WRITTEN EXERCISE - Reproduce the listing below word for word, keeping every line in its original order.

STORED DATA -

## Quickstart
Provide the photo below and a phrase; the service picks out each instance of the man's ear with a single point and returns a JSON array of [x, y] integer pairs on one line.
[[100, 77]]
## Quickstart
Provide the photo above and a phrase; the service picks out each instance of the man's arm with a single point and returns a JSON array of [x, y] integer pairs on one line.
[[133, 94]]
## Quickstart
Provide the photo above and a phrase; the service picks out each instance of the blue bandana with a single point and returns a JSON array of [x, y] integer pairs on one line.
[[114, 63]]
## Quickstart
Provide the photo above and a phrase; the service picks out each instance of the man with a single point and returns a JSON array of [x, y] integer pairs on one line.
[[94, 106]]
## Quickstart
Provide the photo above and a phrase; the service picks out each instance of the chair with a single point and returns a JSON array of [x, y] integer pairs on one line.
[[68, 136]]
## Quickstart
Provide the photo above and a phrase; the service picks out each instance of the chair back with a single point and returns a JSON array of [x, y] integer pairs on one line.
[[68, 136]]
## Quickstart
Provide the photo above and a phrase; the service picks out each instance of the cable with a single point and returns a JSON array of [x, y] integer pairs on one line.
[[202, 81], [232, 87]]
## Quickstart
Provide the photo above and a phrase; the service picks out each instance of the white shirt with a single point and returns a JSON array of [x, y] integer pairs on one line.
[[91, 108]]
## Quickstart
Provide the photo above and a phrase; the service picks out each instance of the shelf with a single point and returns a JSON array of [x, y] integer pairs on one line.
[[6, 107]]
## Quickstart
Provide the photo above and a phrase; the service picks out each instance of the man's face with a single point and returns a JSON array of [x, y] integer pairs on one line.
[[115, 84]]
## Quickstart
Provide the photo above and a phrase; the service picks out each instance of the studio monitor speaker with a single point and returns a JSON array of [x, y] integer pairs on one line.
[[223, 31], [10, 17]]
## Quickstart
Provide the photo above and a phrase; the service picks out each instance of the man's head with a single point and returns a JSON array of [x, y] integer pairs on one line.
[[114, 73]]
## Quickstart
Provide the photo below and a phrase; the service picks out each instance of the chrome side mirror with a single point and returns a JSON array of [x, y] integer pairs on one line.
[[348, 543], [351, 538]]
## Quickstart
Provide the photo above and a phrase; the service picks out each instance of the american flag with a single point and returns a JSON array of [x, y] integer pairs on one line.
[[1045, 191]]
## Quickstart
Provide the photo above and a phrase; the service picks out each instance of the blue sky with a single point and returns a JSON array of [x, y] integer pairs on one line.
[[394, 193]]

CORRECT ANSWER -
## Quickstart
Provide the photo below and a phrase; the service picks out each instance of the man's ear with a single point and returns a JSON array of [x, y] integer pairs on one line.
[[100, 77]]
## Quickstart
Provide the photo above and a phrase; the service picks out each instance of the man's arm with a single point and returns a JSON array of [x, y] integer pairs on one line.
[[133, 94]]
## Quickstart
Provide the photo above and a phrase; the service picks out each instance of the blue bandana with a single point and returns a JSON array of [x, y] integer pairs on one line.
[[114, 63]]
## Quickstart
Provide the photo above and a phrase; the service picks out each instance of the man with a single point and returns a JSON array of [x, y] integer pairs on one line.
[[94, 106]]
## Quickstart
Provide the photo above and a phrase; the service picks out each instance of the chair with a single point and returns a JSON array of [x, y] integer pairs on one line.
[[68, 136]]
## Quickstart
Provide the photo above and a phrase; the service picks out each instance of the chair back with a single point and returns a JSON array of [x, y] integer pairs on one line.
[[68, 136]]
## Quickstart
Provide the photo above and a phrase; the service picks out each instance of the cable with a single point and returns a JSON array of [x, y] integer pairs on one line.
[[202, 81], [232, 87]]
## Quickstart
Provide the photo above and a phrase; the service picks out each instance of the white shirt with a single point and returns a JSON array of [x, y] integer pairs on one line.
[[91, 108]]
## Quickstart
Provide the photo above and a phrase; the service picks out each instance of the shelf with a single point and returns a JSON array of [x, y] integer pairs on one line.
[[6, 107]]
## Quickstart
Provide the photo above and a phrase; the service picks out each instance of the man's face with a single point and returns a JSON array of [x, y] integer pairs on one line.
[[115, 84]]
## Quickstart
Provide the photo above and a phrase; the service picks out each instance of the studio monitor speaker with a single point and returns a JSON array of [x, y] integer pairs on one line.
[[223, 31], [10, 17]]
## Quickstart
Provide the photo above and a phrase; the service picks out each instance of the man's head with a single point and returns a JSON array of [x, y] integer pairs on one line.
[[114, 73]]
## Quickstart
Provide the photo below and a phrase; the service picks out each instance of the chrome side mirror with a single point and returns a JSON array of [x, y] integer pairs on one line.
[[348, 543], [351, 538]]
## Quickstart
Provide the photo above and a phrase; the service picks out each instance of the american flag with a single point and returns a JSON array of [x, y] integer pairs on one line.
[[1045, 191]]
## Quickstart
Provide the photo above and a phrase; the service picks out each instance of the blue sky with a single point and returns a JSON array of [x, y] integer pairs on one line.
[[394, 193]]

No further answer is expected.